> _YOUR GOAL_
Starting from the line containing "of the decorative", write out every remaining line exactly, the last one included.

>> BEGIN ENTRIES PROVIDED

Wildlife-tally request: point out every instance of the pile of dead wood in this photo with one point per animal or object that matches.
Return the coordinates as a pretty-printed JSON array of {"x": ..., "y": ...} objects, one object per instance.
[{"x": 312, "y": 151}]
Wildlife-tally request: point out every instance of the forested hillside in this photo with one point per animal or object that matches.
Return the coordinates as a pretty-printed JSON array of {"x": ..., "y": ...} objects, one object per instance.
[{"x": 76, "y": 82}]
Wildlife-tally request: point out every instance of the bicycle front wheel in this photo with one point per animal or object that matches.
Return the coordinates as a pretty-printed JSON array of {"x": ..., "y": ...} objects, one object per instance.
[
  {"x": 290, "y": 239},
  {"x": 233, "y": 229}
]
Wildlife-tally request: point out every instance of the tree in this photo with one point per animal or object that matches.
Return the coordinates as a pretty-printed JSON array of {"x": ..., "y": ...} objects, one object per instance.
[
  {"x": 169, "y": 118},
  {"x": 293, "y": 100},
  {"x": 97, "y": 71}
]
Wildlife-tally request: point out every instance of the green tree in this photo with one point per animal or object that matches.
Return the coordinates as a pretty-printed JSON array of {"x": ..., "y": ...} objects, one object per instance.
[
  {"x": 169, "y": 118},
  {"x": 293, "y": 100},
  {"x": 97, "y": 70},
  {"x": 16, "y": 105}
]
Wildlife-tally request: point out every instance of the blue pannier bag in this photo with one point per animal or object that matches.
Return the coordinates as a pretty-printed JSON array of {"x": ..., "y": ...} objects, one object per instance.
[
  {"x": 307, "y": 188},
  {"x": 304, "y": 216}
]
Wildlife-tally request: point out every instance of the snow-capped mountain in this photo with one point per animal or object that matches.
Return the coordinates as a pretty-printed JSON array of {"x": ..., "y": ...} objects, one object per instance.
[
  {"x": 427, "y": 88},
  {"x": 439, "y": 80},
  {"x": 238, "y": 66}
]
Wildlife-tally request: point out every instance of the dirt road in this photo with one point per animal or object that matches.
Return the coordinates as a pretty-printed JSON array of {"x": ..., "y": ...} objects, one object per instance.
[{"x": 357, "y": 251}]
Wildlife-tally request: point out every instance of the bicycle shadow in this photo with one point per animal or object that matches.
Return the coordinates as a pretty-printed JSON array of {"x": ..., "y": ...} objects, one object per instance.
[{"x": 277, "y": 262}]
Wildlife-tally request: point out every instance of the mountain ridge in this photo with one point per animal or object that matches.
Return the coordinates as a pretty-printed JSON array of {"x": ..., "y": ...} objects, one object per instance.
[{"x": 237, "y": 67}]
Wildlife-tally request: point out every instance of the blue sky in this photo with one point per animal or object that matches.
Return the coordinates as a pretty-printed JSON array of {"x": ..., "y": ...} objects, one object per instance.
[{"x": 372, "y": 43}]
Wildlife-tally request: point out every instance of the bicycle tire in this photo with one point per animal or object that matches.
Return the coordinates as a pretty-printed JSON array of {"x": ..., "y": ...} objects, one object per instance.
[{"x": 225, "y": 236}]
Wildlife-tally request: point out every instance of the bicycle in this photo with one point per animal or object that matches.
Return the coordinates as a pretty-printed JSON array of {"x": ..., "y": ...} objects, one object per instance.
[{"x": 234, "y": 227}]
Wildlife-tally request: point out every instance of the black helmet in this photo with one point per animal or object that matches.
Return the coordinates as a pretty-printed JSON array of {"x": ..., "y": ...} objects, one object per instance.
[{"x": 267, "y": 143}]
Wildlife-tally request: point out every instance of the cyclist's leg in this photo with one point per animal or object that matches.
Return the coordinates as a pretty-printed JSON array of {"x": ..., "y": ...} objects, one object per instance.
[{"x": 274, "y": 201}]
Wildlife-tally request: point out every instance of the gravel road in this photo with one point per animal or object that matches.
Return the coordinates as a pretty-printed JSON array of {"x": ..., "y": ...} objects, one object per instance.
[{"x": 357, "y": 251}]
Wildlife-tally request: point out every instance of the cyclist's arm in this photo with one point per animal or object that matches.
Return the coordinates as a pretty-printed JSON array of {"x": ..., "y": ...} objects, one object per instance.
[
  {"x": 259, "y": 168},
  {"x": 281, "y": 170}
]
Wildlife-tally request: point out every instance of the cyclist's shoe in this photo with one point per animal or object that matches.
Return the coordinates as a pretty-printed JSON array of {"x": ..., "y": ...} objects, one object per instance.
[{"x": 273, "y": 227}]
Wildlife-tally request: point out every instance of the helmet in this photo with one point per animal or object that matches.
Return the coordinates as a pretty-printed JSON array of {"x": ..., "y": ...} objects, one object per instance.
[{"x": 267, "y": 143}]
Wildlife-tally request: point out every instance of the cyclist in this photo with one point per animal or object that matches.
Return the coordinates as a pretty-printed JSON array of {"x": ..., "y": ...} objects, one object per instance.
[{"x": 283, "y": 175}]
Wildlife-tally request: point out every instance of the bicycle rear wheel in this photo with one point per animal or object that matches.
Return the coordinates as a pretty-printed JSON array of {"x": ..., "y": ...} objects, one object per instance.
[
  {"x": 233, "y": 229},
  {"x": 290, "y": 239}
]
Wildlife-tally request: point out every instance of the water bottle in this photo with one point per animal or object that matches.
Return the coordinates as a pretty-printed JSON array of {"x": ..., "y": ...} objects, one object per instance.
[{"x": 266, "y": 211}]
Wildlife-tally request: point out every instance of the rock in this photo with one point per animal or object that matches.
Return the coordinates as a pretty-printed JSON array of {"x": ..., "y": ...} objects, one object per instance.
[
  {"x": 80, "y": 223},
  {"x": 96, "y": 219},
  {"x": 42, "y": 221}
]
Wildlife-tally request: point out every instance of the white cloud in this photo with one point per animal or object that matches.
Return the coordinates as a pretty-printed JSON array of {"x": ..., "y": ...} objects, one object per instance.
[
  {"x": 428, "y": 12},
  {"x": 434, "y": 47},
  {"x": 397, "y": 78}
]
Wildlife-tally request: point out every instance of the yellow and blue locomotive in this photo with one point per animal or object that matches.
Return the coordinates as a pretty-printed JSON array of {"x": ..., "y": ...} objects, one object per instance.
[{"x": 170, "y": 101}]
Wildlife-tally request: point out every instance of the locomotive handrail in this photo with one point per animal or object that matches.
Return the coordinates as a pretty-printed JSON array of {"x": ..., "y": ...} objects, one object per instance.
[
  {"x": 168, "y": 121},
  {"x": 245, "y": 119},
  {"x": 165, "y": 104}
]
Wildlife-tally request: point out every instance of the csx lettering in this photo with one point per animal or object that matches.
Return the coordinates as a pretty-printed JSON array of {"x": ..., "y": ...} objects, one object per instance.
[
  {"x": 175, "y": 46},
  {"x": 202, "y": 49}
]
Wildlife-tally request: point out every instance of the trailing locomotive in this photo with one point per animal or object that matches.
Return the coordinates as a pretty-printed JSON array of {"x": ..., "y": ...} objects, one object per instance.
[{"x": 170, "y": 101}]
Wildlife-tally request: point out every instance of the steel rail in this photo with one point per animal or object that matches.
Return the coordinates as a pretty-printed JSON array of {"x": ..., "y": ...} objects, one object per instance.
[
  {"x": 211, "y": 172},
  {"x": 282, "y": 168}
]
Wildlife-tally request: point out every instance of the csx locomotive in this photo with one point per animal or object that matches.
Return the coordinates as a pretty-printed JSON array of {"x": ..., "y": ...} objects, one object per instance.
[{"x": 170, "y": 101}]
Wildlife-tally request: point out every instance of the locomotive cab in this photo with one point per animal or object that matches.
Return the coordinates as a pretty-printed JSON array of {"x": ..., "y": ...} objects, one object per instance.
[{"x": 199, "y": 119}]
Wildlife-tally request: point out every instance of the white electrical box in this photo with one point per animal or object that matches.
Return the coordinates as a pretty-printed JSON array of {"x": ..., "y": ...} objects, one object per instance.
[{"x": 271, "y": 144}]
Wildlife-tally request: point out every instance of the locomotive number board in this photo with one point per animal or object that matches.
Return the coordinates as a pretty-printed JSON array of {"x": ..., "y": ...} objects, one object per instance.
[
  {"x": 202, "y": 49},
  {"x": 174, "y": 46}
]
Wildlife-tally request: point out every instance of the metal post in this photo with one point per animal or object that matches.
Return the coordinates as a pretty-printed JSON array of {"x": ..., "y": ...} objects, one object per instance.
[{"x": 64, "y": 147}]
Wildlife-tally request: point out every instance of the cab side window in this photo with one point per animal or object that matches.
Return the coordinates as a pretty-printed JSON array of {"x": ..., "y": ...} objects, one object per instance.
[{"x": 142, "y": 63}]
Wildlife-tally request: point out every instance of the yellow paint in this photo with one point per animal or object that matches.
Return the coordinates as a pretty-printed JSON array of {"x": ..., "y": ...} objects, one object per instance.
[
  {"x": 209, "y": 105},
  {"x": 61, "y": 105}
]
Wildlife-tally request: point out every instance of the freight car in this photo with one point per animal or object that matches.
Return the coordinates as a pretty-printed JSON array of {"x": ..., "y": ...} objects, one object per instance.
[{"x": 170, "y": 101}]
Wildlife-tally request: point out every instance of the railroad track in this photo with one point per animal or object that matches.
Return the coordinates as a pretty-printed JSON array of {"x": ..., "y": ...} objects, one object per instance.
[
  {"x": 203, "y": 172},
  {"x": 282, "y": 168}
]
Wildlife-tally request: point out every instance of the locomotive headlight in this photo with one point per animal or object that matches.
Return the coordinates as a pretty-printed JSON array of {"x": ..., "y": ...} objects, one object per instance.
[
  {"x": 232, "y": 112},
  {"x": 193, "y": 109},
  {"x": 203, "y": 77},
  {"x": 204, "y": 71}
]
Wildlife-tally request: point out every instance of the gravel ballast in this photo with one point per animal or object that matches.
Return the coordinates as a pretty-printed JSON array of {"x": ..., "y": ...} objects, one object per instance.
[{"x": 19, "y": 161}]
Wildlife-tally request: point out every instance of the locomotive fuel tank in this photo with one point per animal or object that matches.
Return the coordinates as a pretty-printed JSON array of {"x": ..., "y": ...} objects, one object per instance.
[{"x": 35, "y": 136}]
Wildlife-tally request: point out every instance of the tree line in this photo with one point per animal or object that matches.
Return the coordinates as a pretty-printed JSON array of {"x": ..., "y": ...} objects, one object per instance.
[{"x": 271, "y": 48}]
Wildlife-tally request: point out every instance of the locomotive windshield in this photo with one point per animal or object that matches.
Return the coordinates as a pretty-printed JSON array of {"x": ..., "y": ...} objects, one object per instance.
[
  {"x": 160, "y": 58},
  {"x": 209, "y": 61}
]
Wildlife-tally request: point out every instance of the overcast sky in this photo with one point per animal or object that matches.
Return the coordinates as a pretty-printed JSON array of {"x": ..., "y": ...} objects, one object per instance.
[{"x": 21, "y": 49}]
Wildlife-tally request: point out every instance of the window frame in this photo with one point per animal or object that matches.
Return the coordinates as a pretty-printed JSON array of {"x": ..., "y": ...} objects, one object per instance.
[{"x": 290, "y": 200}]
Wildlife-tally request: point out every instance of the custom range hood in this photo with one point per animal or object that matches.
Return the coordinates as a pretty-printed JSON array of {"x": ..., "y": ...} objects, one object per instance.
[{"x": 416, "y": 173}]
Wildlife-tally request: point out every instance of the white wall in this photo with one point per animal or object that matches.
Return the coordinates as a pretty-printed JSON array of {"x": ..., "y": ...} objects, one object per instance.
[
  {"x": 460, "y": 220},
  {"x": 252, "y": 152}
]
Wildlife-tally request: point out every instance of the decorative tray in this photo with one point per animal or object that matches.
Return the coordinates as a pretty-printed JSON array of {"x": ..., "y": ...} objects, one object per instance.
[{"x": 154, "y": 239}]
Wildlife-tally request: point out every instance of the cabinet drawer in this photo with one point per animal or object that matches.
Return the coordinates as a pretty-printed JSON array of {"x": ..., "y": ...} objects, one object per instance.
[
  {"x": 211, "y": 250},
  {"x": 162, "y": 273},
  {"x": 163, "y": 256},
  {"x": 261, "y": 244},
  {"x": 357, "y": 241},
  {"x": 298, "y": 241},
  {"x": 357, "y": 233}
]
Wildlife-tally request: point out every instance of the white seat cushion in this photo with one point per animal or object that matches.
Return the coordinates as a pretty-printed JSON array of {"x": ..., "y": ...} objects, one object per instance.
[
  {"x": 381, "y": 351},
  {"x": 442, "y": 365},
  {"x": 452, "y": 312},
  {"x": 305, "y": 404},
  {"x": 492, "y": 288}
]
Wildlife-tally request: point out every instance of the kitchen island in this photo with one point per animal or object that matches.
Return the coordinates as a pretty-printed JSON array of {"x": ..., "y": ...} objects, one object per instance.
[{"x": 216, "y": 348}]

>> END ENTRIES PROVIDED

> _OUTPUT BELOW_
Wildlife-tally request: point out every instance of the decorative tray in this photo with one point per animal or object that matches.
Return the coordinates as a pretty-printed JSON array of {"x": ..., "y": ...} objects, one object per instance.
[{"x": 154, "y": 239}]
Wildlife-tally request: point out every instance of the cabinet drawer in this photo with one point per animal or object that matches.
Return the coordinates as a pretty-printed JSON array of {"x": ..., "y": ...} objects, one object per instance.
[
  {"x": 211, "y": 250},
  {"x": 162, "y": 273},
  {"x": 163, "y": 256},
  {"x": 261, "y": 244},
  {"x": 357, "y": 241},
  {"x": 298, "y": 241},
  {"x": 357, "y": 233}
]
Wildlife-tally request: point out every instance of the white seat cushion in this photo with one point per animal or object that matches.
Return the coordinates as a pretty-printed JSON array of {"x": ..., "y": ...} objects, one object per instance.
[
  {"x": 381, "y": 351},
  {"x": 442, "y": 365},
  {"x": 452, "y": 312},
  {"x": 305, "y": 404},
  {"x": 492, "y": 288}
]
Wildlife-tally request: point out every instance of the kitchen island in this photo with one point per animal or object that matches.
Return the coordinates as a pretty-printed JSON array of {"x": ..., "y": ...} objects, one object per instance.
[{"x": 216, "y": 348}]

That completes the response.